- **RAW RECORDS**
Start
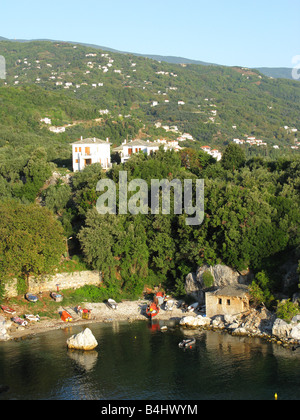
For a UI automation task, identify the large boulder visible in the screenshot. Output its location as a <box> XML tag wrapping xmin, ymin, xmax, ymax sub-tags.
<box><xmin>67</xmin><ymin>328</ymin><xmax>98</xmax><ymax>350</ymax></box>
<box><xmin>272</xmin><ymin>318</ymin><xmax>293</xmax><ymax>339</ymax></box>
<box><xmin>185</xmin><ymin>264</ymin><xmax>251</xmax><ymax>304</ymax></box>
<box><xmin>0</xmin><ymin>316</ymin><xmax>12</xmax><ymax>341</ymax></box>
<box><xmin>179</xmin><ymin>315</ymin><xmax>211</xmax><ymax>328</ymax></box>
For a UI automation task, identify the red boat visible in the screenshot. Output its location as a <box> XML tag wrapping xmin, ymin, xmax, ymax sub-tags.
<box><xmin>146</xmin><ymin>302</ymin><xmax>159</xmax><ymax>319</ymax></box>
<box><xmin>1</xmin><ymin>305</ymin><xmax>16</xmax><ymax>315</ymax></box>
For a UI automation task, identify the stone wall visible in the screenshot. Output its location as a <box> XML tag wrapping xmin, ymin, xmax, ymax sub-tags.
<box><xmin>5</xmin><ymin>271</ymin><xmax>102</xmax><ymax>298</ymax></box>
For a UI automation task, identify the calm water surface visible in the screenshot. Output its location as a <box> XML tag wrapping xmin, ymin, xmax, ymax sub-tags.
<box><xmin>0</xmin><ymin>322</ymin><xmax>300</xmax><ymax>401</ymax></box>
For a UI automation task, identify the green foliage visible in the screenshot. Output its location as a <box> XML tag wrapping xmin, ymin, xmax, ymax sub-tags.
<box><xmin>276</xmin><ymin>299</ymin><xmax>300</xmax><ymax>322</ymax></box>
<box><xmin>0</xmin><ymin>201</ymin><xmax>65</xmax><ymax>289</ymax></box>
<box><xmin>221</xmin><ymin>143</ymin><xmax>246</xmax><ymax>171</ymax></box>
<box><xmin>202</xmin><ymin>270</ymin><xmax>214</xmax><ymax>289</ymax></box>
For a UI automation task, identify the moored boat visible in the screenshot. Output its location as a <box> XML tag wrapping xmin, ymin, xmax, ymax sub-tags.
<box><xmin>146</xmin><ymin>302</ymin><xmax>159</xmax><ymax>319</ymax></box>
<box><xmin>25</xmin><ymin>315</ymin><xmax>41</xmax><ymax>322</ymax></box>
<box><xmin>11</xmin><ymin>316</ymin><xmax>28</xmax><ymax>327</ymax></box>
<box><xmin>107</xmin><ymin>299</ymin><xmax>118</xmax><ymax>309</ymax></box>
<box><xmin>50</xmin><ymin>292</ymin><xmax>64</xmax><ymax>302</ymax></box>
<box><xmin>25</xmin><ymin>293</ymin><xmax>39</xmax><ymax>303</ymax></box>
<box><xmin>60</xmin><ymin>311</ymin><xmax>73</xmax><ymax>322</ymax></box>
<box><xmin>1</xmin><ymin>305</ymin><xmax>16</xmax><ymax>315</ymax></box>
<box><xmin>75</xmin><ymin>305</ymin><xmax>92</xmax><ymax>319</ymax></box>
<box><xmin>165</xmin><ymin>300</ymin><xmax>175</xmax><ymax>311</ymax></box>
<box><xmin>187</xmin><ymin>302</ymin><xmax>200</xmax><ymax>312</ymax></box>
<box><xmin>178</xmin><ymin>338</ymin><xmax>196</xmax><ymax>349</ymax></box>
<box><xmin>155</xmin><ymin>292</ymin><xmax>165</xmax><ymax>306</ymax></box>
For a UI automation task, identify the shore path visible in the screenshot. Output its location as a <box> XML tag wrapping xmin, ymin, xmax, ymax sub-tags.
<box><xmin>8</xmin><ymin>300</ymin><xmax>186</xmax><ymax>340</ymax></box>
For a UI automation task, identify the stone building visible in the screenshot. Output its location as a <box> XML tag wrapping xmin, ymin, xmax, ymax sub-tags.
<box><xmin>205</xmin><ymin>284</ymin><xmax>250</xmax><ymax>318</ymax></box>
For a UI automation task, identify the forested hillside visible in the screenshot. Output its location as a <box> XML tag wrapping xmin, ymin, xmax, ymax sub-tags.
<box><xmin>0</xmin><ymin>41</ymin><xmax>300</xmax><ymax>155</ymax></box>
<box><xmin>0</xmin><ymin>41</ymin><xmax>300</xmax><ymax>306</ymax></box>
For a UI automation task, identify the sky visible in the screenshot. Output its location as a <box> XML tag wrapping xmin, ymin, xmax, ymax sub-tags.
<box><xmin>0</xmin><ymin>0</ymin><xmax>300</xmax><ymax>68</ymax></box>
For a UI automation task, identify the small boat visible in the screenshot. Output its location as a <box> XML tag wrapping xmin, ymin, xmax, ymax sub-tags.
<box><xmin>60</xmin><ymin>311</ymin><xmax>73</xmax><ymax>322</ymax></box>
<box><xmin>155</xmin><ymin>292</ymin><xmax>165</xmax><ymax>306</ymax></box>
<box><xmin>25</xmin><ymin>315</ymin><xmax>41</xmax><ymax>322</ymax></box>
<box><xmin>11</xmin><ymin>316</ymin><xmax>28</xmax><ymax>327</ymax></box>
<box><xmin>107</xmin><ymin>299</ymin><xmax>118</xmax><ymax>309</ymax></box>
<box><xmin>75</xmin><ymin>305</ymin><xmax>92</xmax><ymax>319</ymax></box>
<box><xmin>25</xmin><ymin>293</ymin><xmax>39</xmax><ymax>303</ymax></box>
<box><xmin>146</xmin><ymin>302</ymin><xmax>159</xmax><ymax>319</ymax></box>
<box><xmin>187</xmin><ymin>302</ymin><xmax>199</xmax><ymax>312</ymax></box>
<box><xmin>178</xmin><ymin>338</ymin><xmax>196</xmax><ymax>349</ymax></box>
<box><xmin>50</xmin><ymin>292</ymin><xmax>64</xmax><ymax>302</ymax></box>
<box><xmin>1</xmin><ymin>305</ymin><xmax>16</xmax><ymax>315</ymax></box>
End
- **WORK INSTRUCTIONS**
Keep only the lines in the rows above that contain the word "stone", and drop the rest. Case counts, so a line with different capitals doesn't match.

- **REPLY TO THE TASK**
For a UI automation task, identify the stone wall visible in the screenshot. Output its location as a <box> XML tag wrapping xmin, ymin, xmax, ymax sub-tags.
For a UI automation task, identify the stone building visible in the screenshot. Output its location as a <box> XML tag wrapping xmin, ymin, xmax, ymax sub-tags.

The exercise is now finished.